Back to top

Hundreds of young people urgently needing a mental health bed are being admitted far from home, says new research

Young people needing beds urgently for their mental health needs are waiting for long periods on acute general hospital wards, before being placed on wards far from where they live, according to a new cross-ARC collaboration led by ARC East Midlands.

The research, which was led by experts from the University of Nottingham, found that more than 40% of young people experienced waits of 7 days or more to be admitted to an adolescent mental health unit, with the majority waiting in acute hospital settings such as paediatric or general medical wards or the emergency department. Other ARCs involved include ARC East of England, ARC Greater Manchester, ARC West Midlands and ARC Oxford and Thames Valley.

The study, which is published in BMJ Mental Health, investigated young people’s admissions to mental health units far away from home to a general adolescent mental health unit either more than 50 miles from home, or in another NHS region, or to an adult mental health ward. It found that more than half of young people admitted at a distance were placed in a mental health unit between 50 and 100 miles from home, with the majority of young people remaining in the same unit throughout their admission. At a six-months follow-up, 20% were still in hospital.
·····
== DIRECTIONS ==
• A. In the passage on adolescent mental health admissions, rewrite the portion from "Hundreds of young" up to and including "by ARC East Midlands.", changing "cross-ARC collaboration" to "multi-ARC collaboration".
• B. According to the passage on adolescent mental health admissions, what share of young people were still in hospital at the six-month follow-up?

== INPUT DATA ==
·····
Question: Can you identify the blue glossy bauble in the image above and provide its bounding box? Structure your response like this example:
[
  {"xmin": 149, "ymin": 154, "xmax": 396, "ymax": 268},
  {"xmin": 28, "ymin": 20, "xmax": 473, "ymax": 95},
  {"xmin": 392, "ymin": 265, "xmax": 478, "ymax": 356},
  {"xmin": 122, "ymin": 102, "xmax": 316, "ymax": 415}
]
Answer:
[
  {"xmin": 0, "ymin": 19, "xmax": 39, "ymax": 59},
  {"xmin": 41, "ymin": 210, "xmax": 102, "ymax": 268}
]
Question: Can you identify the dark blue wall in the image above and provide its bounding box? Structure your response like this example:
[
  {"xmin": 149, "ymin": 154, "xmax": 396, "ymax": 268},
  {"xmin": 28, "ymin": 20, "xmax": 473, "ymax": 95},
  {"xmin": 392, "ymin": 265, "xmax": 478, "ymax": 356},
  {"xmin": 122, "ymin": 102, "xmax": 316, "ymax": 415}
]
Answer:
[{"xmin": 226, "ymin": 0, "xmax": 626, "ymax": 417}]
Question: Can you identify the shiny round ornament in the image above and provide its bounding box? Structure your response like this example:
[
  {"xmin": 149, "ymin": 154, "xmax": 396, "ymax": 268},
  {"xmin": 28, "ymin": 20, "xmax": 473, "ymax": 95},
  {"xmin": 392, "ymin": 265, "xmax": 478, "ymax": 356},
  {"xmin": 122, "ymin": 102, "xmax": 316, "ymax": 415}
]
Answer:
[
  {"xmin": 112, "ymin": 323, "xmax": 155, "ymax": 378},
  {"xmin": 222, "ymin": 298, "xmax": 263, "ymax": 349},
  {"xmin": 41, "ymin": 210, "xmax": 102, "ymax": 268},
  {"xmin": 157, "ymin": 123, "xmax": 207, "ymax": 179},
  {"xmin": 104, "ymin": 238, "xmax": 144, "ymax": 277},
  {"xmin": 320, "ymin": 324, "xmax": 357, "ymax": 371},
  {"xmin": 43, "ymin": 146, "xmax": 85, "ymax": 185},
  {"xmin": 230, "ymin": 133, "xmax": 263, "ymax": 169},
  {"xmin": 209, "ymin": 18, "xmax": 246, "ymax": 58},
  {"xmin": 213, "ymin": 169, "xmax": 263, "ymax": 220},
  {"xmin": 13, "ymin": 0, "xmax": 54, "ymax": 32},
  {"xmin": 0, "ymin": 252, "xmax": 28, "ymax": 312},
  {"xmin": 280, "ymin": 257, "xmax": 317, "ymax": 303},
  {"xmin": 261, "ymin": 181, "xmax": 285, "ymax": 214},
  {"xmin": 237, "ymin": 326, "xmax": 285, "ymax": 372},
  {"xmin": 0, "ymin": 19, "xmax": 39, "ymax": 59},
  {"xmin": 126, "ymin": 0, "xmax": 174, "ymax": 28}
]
·····
== ANSWERS BELOW ==
• A.
Hundreds of young people urgently needing a mental health bed are being admitted far from home, says new research

Young people needing beds urgently for their mental health needs are waiting for long periods on acute general hospital wards, before being placed on wards far from where they live, according to a new multi-ARC collaboration led by ARC East Midlands.

• B. 20%